QUESTIONS TO ANSWER:
**1.** In the article below on the climate emergency debate, what is the UK currently committed to doing about carbon emissions?
**2.** Continue the article on the climate emergency debate below from its last sentence.

TEXT PASSAGE Block Start

Jeremy Corbyn: UK must declare a climate emergency
Labour leader Jeremy Corbyn has opened a parliamentary debate, calling on MPs to declare a national climate emergency on climate change.
Shadow business secretary Rebecca Long Bailey said this is "the first step towards taking more radical action".
Labour is also calling on the government to commit to achieving net zero emissions before 2050.
The UK is currently committed to reducing carbon emissions by 80% compared to 1990 levels by 2050.
The debate in Parliament comes after a series of protests by the environmental activists Extinction Rebellion.
The group described a meeting with Environment Secretary Michael Gove on Tuesday as "very disappointing" because he refused to declare a climate emergency.
Mr Gove said he "shared their high ideals" to tackle climate change but added that "we should show that we're making a difference rather than simply telling everyone how important it is to change".
The Welsh and Scottish governments have both declared a climate emergency, along with dozens of towns and cities, including Manchester and London.
Speaking on BBC Radio 4's Today programme Ms Long Bailey said Labour wanted the government to establish a target for net zero emissions "well before" 2050.
She also called for "a green industrial revolution" to "harness the huge economic potential that low carbon and renewable technology will bring" such as onshore and offshore wind and tidal technology.
"This isn't just about tackling climate change it is a huge economic opportunity to rebuild Britain," she said.
What is a climate emergency?
Dozens of towns and cities across the UK have already declared "a climate emergency".
There is no single definition of what that means but many local areas say they want to be carbon-neutral by 2030.
Some councils have promised to introduce electric car hubs or build sustainable homes to try to achieve that goal.
It's a much more ambitious target than the UK government's, which is to reduce carbon emissions by 80% (compared to 1990 levels) by 2050.
Putting climate 'centre stage' of policy?
By Roger Harrabin, Environment Analyst
What would it mean to acknowledge a climate emergency or climate crisis? Well, it would put the climate at centre stage of government policy.
For years politicians have devised fine policies on the environment, only to see them fail as other issues jostled to the political fore.

TEXT PASSAGE Block End
DATA PROVIDED Block Start

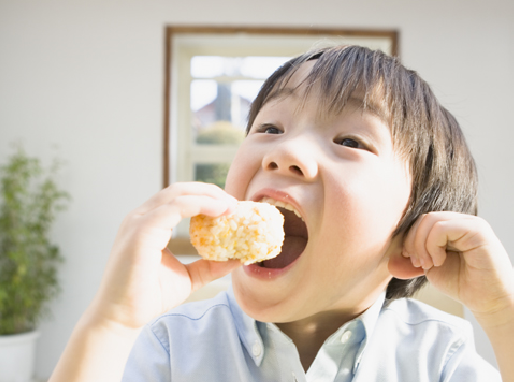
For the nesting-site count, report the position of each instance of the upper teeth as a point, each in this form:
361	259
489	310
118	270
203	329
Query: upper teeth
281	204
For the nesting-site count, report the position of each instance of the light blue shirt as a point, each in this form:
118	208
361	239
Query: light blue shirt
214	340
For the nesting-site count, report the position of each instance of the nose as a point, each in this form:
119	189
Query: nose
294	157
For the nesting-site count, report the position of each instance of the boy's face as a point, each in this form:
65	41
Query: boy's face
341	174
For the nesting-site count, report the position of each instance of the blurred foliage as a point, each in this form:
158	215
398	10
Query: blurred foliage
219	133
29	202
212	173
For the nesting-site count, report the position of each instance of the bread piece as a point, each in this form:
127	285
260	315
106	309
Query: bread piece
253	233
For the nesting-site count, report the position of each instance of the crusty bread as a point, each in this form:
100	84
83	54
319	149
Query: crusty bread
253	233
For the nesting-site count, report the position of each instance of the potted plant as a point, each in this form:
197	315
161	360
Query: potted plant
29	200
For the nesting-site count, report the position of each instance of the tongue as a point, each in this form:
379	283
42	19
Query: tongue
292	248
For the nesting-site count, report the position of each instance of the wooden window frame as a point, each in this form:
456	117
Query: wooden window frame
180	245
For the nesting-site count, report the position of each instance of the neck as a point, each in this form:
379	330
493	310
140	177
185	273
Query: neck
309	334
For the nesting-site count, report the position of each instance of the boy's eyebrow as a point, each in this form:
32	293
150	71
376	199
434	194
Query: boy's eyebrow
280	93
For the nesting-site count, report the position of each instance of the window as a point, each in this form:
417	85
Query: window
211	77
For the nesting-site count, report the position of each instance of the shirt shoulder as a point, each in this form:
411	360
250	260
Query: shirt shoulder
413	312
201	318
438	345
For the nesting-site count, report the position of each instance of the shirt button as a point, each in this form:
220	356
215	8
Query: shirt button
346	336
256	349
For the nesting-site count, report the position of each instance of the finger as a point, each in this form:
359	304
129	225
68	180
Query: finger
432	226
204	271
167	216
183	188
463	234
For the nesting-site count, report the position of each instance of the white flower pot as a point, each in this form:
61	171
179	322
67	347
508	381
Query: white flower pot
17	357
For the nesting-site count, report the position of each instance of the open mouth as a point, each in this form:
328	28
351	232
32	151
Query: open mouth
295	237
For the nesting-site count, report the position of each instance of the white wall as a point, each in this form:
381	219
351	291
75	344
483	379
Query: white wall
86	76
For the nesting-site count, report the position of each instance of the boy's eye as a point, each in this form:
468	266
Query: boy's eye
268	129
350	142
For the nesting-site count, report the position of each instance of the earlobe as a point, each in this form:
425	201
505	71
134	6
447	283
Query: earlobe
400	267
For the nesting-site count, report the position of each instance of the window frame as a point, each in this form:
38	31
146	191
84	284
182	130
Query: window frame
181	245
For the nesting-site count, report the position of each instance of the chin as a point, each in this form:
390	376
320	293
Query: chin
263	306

DATA PROVIDED Block End

ANSWERS BY TASK:
**1.** Reducing carbon emissions by 80% compared to 1990 levels by 2050.

**2.**
The UK for instance is legally committed to long-term climate change targets - but it's already slipping away from its medium-term goals.
Transport and agriculture are especially culpable.
Environmentalists say it's inconceivable that any government caring about the climate thinks expanding Heathrow is compatible with cutting emissions.
In terms of how the government is run under an emergency scenario - it would have to move towards the equivalent of a war footing.
This sounds melodramatic, but it would mean that cutting greenhouse gas emissions becomes a central goal of the UK's economic policy, with all governments taking responsibility - not just the Business Department and Defra.
This, according to Professor Jim Watson from the UK Energy Research Centre, means a central role for the Treasury.
It would monitoring emissions as closely as we monitor GDP growth and employment, and ensure that all government decisions are compatible with a net zero pathway.
Declaring an emergency or a climate crisis could have psychological advantages too: If we keep repeating a phrase it tends to become reality in our minds. That would help keep the climate at the forefront of decision-making.
There are problem with the emergency definition, though.
First, is the slow relentless nature of climate change itself. Can we see climate change as an emergency in the way we accept that, say a flu pandemic is an emergency?
Then there's the timescale.
From 1939-1945, a state of emergency won the war. But that was six years of toil and sweat… not 32 years as we struggle towards our 2050 date for eliminating emissions.